Material provided

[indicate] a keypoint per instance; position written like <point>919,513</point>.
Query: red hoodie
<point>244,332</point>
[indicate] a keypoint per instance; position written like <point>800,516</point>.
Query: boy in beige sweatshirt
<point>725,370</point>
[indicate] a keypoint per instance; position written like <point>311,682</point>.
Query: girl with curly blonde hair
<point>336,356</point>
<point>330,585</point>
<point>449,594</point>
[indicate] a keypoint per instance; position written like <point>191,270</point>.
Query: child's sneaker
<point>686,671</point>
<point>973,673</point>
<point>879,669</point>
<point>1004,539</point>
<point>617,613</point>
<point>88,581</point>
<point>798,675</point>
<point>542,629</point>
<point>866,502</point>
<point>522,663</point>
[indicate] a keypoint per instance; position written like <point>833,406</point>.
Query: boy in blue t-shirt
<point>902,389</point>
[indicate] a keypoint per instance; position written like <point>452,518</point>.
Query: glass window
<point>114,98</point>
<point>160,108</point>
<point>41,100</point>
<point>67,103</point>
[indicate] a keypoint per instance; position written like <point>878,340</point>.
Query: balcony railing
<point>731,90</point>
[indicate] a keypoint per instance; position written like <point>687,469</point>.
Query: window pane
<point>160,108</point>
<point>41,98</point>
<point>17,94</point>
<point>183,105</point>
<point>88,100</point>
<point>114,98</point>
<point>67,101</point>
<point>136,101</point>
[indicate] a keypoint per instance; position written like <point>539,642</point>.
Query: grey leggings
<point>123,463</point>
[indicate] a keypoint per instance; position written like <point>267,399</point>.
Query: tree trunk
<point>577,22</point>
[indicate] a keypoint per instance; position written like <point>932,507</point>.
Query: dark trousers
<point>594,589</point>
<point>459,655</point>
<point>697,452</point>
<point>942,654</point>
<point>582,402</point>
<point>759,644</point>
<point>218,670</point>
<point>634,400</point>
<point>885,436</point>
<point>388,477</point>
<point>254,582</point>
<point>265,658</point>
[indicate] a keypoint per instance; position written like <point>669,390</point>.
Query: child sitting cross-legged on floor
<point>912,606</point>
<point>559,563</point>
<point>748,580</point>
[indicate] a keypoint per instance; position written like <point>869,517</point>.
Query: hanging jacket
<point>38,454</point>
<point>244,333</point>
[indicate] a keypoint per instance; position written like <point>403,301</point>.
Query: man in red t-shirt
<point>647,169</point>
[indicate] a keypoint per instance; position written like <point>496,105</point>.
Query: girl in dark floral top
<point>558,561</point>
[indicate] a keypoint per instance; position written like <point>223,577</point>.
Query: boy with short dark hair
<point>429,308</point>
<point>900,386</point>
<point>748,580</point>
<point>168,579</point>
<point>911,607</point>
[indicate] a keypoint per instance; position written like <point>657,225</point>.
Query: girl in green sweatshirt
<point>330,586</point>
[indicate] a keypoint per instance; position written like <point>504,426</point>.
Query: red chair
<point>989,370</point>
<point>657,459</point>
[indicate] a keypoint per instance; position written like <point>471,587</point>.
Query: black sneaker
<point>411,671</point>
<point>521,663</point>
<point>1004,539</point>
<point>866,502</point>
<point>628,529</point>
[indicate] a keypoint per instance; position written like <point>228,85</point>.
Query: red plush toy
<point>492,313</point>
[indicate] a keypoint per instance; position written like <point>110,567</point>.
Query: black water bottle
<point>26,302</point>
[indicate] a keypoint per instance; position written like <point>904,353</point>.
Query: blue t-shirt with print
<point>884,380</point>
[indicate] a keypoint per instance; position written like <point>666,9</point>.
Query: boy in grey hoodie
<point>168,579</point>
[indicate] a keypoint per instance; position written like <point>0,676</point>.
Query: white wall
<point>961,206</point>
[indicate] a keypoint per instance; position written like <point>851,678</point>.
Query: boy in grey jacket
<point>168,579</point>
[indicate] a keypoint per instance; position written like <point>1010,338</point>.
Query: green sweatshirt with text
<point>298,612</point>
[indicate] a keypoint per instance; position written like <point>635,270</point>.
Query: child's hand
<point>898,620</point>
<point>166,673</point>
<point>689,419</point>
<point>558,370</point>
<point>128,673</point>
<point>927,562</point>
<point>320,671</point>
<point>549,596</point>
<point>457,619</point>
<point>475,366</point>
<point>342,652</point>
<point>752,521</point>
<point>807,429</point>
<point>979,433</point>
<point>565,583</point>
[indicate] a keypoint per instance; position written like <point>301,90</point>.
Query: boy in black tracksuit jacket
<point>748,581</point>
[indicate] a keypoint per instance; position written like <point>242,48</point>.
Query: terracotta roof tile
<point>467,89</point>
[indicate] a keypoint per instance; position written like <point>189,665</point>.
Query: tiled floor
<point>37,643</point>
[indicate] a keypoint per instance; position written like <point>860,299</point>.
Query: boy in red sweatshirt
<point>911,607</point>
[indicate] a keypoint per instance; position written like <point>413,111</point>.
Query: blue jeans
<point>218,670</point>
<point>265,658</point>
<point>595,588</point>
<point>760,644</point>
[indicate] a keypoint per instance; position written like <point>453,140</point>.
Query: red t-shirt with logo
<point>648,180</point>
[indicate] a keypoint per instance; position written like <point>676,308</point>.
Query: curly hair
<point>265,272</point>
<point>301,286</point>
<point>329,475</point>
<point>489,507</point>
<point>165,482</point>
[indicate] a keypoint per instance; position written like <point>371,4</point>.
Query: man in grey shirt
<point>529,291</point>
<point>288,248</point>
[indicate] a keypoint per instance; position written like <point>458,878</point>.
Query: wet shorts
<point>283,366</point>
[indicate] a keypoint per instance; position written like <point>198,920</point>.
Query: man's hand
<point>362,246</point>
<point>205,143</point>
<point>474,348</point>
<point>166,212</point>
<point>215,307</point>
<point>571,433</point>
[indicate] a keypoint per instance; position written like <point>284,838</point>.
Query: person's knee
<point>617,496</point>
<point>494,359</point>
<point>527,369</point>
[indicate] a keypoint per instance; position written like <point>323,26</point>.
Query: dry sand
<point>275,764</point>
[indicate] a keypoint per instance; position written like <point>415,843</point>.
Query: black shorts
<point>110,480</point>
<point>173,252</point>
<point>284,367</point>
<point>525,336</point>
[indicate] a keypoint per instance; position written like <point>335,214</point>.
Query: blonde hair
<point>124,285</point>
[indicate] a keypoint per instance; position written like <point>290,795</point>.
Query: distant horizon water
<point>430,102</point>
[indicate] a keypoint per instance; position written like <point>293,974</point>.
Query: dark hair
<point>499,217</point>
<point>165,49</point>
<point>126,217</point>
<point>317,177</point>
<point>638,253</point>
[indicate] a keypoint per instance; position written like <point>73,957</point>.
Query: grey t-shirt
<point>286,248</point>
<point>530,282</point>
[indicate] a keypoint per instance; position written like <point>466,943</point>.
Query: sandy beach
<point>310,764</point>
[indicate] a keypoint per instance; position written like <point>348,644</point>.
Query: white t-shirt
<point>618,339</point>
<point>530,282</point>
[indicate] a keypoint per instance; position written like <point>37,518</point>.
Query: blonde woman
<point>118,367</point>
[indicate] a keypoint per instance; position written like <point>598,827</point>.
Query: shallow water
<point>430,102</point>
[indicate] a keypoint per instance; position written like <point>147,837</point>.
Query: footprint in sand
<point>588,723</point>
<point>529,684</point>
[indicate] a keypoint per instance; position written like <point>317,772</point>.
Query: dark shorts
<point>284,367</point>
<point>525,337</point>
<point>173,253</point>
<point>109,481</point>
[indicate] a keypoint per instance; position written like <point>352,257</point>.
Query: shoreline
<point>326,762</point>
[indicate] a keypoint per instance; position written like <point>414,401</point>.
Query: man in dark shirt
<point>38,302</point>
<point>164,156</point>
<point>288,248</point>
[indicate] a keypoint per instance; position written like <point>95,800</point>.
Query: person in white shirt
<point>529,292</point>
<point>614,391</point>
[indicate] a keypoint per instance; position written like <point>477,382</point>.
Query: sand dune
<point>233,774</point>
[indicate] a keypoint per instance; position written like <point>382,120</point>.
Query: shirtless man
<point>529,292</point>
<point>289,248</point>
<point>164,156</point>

Work required
Set the lines down exactly, from the first line of the records to the line where "written like <point>932,507</point>." appears, with both ends kept.

Your solution
[indicate] a keypoint per instance; position written like <point>919,513</point>.
Query: red hoodie
<point>244,332</point>
[indicate] a keypoint per instance; position written like <point>800,516</point>.
Query: boy in beige sweatshirt
<point>725,370</point>
[indicate] a keypoint per instance; position written like <point>311,682</point>.
Query: girl with curly blonde hair
<point>336,356</point>
<point>330,585</point>
<point>449,594</point>
[indicate] a keypoint per instance; position written like <point>191,270</point>.
Query: child's sneaker
<point>686,671</point>
<point>973,673</point>
<point>879,669</point>
<point>1004,539</point>
<point>617,613</point>
<point>88,581</point>
<point>798,675</point>
<point>542,629</point>
<point>866,502</point>
<point>522,663</point>
[indicate] a keypoint per instance; position written like <point>833,406</point>.
Query: boy in blue t-shirt
<point>902,389</point>
[indicate] a keypoint per instance; position written like <point>452,518</point>.
Query: glass window
<point>114,98</point>
<point>160,108</point>
<point>41,100</point>
<point>67,103</point>
[indicate] a keypoint per instance; position written like <point>878,340</point>.
Query: balcony railing
<point>731,90</point>
[indicate] a keypoint per instance; position written like <point>687,469</point>.
Query: window pane
<point>160,108</point>
<point>41,98</point>
<point>17,94</point>
<point>183,105</point>
<point>88,100</point>
<point>114,98</point>
<point>67,101</point>
<point>136,101</point>
[indicate] a keypoint per instance; position written like <point>539,642</point>.
Query: grey leggings
<point>123,463</point>
[indicate] a keypoint per instance; position written like <point>267,399</point>.
Query: tree trunk
<point>577,22</point>
[indicate] a keypoint per instance; position written like <point>932,507</point>.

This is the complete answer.